>>>>

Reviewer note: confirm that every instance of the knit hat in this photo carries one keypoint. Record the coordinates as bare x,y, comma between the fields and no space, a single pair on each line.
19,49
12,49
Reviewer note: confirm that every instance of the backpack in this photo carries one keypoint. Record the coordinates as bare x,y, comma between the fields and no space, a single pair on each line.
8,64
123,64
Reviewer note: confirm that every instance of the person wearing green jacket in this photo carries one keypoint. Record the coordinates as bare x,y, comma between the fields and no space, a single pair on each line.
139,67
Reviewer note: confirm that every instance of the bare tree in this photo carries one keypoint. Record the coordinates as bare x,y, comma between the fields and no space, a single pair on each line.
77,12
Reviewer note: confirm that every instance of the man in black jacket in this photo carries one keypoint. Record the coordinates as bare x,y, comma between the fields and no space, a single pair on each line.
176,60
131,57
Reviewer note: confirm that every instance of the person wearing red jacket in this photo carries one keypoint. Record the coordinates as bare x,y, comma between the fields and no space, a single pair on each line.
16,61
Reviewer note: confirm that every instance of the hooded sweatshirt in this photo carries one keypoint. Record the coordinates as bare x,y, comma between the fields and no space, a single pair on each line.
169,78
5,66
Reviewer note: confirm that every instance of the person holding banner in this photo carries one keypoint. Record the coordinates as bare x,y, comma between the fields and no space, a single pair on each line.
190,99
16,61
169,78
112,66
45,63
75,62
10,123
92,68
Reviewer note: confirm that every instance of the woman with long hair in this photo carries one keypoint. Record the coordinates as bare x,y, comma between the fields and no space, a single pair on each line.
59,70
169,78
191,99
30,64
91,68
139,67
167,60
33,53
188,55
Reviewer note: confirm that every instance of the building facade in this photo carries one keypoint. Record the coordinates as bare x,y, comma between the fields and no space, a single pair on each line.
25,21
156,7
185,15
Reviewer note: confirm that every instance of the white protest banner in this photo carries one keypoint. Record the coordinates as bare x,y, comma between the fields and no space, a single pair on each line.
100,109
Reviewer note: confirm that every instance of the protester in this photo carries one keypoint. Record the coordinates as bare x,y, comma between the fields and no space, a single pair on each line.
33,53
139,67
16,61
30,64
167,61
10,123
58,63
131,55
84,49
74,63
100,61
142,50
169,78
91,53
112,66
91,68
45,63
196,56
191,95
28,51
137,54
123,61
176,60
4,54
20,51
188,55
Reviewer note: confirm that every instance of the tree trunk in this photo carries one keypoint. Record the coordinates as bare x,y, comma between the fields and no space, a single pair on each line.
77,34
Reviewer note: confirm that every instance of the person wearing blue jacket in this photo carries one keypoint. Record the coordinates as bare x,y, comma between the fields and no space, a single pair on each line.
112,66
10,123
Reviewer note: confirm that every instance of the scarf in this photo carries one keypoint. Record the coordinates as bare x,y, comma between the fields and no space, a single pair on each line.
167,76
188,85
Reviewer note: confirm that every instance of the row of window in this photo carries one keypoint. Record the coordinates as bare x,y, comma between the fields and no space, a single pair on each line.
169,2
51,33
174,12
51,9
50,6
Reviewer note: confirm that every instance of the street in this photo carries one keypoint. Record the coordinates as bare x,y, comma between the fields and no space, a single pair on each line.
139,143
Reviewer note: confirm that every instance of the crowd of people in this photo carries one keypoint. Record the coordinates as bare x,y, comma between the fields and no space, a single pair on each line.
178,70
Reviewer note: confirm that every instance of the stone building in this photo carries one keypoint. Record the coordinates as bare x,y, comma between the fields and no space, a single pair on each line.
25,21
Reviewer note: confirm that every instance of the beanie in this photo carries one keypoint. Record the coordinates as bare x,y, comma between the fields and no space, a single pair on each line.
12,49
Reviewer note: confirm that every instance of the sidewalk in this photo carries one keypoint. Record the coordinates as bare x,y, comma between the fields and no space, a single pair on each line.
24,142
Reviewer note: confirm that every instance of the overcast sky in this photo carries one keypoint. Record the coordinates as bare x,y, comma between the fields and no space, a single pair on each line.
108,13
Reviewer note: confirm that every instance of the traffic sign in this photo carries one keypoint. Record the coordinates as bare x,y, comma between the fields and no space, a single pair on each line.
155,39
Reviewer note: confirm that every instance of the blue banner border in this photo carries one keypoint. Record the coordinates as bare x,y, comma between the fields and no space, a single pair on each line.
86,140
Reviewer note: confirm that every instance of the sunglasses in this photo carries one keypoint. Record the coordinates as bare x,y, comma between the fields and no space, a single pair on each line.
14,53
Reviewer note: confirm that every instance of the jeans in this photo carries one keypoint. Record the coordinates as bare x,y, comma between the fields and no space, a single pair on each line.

<<<<

Task prompt: The entries above should be repeated exactly, every one of them.

The result:
Reviewer note: confirm that every instance of the knit hat in this photo carries one keypoint. Record the coordinates as bare x,y, comma between the fields and no space, a single pair on each line.
19,49
12,49
Reviewer note: confirm that every instance of the backpack in this photo carries one keypoint. Record the coordinates as bare x,y, comma between the fields and no space, a single pair on each line.
8,64
123,64
Reviewer note: confirm that every instance of the person wearing green jacket in this photo carries one keypoint. Record the coordinates as bare x,y, comma between the fields and no space, a single pair on each line.
139,67
Reviewer note: confirm that every instance of the bare tree in this photo carries one keypoint. Record the coordinates as bare x,y, comma between the fields and no space, a single pair on each line.
77,12
Reviewer note: confirm that every instance of the man in black jacket in this photo carries one keypoint. Record the coordinates as bare x,y, comma between the fields and no space, a single pair on each line.
176,60
131,57
Reviewer note: confirm that every instance of the person wearing red jacket in this photo carries one keypoint. Record the coordinates as bare x,y, comma between the fields and no space, a single pair on each line.
16,61
Reviewer note: confirm that every instance of the hooded sweatshirt in this photo carries one keypoint. Record the coordinates as bare x,y, comma between the fields and no space, a single pair on each line.
169,78
5,66
Reviewer note: confirm that every instance of the person holding banner in this photo carries one keypoint. Record the coordinates as bare x,y, comma between the fields and no space, a single pair on each line.
190,99
16,61
169,78
112,66
45,63
75,62
10,123
92,68
Reviewer note: confirm that every instance of the woman with long hair in this photo carries one keypoint. Record the coordinates as bare x,y, comma between the fields and no space, a single pair on each line.
59,70
169,78
191,99
30,64
91,68
139,67
167,60
33,53
188,55
Reviewer note: confirm that every instance of the building facade in this photo carries one keypoint. Record the coordinates as bare x,y, comma between the fields and no space, a single pair on each line.
25,21
156,7
185,15
Reviewer note: confirm that every instance of the white protest banner in this photo carries one keypoint. Record the coordinates as bare x,y, comma between the fields and no space, a single pair on each line.
100,109
Reviewer note: confirm that every instance of the protester in this photo carries one keypoint. Record the coordinates as bare x,y, comma between the fields and no space, a single pair on each line.
33,53
139,67
16,61
30,64
167,61
10,123
58,63
131,55
84,49
74,63
100,61
142,50
169,78
91,53
112,66
91,68
45,63
196,56
191,95
28,51
137,54
123,61
176,60
4,54
20,51
188,55
Reviewer note: confirm that every instance of the tree trunk in this photo carries one keypoint. Record the coordinates as bare x,y, comma between the fields and no space, a single pair on each line.
77,34
Reviewer note: confirm that every instance of the person wearing blue jacket in this photo carries one keypoint. Record the coordinates as bare x,y, comma between the fields and no space, a single pair on each line.
112,66
10,123
Reviewer note: confirm that every instance of the scarf in this photo carries one keypoint. Record the coordinates as bare x,y, comma between the fields and no space, a single pair on each line.
167,76
188,85
Reviewer note: confirm that every instance of the row of window in this photo carries one keypoint. Record the coordinates as bare x,y, comma between the fields and no space, a single pair on each line.
169,2
51,33
174,12
51,9
50,6
Reviewer note: confirm that every instance of the street in this photo carries one keypoint. Record the coordinates as bare x,y, comma between the fields and no space, a single pair on each line.
139,143
Reviewer note: confirm that every instance of the crowd of people in this photo carries one keypoint. Record the coordinates as bare x,y, comma between the fields and no space, a single pair on each line.
178,70
Reviewer note: confirm that every instance of the stone building in this photo carries one keypoint. Record the coordinates as bare x,y, comma between the fields and no space, a single pair on each line.
25,21
Reviewer note: confirm that every instance of the beanie in this photo carries one keypoint. Record the coordinates as bare x,y, comma between the fields and no space, a single pair on each line.
12,49
Reviewer note: confirm that every instance of the sidewalk in this photo carries one keypoint. Record the coordinates as bare x,y, comma between the fields and no space, a single pair on each line.
24,142
Reviewer note: confirm that every instance of the overcast sky in this photo carries one keypoint. Record the coordinates as bare x,y, comma between the fields and no space, a single pair on each line.
108,13
Reviewer note: confirm that every instance of the traffic sign in this photo carries one keypoint. Record the coordinates as bare x,y, comma between the fields and no space, a single pair on each line.
155,39
Reviewer note: confirm that every instance of the blue banner border in this photo carries one keypoint. Record the coordinates as bare x,y, comma between the fields and no space, a single pair on each line.
86,140
Reviewer note: confirm that every instance of the sunglasses in this photo carries one keypoint. Record the coordinates as bare x,y, comma between the fields and no space, a single pair on each line.
14,53
Reviewer note: confirm that every instance of the jeans in this photo carries one keypoint. Record the coordinates as bare x,y, comma between the fields and no space, a single pair on each line.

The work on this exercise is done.